Count the lines in the items below that contain the string "green", treating uppercase and lowercase as different, and reply with the number alone.

Source data
....................

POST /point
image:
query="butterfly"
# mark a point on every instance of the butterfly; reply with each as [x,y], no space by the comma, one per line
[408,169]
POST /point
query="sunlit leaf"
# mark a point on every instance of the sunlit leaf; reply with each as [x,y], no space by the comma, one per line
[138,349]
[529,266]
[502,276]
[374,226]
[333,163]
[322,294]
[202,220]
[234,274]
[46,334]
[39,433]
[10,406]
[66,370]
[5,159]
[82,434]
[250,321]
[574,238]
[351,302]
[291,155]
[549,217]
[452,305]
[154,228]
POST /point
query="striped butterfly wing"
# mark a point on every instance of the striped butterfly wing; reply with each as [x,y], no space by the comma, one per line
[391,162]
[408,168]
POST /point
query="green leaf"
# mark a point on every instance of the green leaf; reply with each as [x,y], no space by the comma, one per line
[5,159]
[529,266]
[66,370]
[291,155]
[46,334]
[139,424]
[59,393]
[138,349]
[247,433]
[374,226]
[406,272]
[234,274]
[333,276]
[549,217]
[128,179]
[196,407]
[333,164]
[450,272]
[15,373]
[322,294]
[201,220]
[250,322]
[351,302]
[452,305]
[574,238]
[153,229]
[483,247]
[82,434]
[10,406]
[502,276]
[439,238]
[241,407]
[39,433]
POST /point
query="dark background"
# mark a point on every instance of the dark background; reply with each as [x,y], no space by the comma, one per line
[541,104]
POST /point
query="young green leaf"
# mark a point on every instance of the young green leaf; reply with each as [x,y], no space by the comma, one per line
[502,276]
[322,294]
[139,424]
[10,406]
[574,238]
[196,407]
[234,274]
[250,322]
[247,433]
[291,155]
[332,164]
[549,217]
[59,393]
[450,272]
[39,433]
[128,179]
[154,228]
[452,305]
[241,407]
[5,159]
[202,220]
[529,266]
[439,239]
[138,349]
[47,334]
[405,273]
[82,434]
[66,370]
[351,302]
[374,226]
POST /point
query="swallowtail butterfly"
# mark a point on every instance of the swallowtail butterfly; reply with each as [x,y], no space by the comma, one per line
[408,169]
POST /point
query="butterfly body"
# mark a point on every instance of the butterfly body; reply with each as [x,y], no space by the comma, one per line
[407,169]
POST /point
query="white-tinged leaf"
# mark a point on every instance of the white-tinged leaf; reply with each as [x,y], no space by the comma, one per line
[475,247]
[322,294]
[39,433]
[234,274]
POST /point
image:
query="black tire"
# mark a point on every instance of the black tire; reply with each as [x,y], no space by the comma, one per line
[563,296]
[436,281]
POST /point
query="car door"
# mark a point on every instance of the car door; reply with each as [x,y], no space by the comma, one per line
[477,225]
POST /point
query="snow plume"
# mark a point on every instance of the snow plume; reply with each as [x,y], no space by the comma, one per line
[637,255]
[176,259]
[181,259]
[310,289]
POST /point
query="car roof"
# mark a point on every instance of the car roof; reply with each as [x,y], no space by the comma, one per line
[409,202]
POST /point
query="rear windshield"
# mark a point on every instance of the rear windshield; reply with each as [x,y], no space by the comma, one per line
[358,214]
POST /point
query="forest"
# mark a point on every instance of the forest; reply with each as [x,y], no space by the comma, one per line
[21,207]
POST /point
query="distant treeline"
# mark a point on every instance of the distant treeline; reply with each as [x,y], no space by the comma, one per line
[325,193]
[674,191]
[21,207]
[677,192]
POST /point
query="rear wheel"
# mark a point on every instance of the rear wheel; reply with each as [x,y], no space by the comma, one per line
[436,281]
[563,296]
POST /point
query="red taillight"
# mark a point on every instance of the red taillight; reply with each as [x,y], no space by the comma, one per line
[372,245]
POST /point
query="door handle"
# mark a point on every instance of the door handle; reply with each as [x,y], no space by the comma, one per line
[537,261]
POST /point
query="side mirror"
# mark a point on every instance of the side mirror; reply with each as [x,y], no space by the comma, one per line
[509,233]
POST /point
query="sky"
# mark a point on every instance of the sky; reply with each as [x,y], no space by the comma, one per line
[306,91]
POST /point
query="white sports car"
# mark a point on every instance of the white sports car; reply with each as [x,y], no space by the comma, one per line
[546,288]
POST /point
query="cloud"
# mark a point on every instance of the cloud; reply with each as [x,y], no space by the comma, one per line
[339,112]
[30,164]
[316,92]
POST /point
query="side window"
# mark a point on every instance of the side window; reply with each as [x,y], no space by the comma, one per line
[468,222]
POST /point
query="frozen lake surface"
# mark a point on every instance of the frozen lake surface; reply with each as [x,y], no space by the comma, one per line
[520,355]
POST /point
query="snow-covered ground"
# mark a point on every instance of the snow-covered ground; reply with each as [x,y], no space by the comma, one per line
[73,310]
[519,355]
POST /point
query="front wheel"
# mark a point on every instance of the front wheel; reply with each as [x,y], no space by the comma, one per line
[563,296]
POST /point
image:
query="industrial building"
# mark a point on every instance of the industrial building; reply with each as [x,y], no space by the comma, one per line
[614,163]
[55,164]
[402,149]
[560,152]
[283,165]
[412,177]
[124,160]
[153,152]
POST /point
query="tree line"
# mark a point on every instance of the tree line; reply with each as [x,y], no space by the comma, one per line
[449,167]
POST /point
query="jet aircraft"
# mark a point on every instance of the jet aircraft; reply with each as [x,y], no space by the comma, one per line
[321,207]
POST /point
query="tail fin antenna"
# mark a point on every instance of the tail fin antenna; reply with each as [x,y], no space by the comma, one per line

....................

EXERCISE OUTPUT
4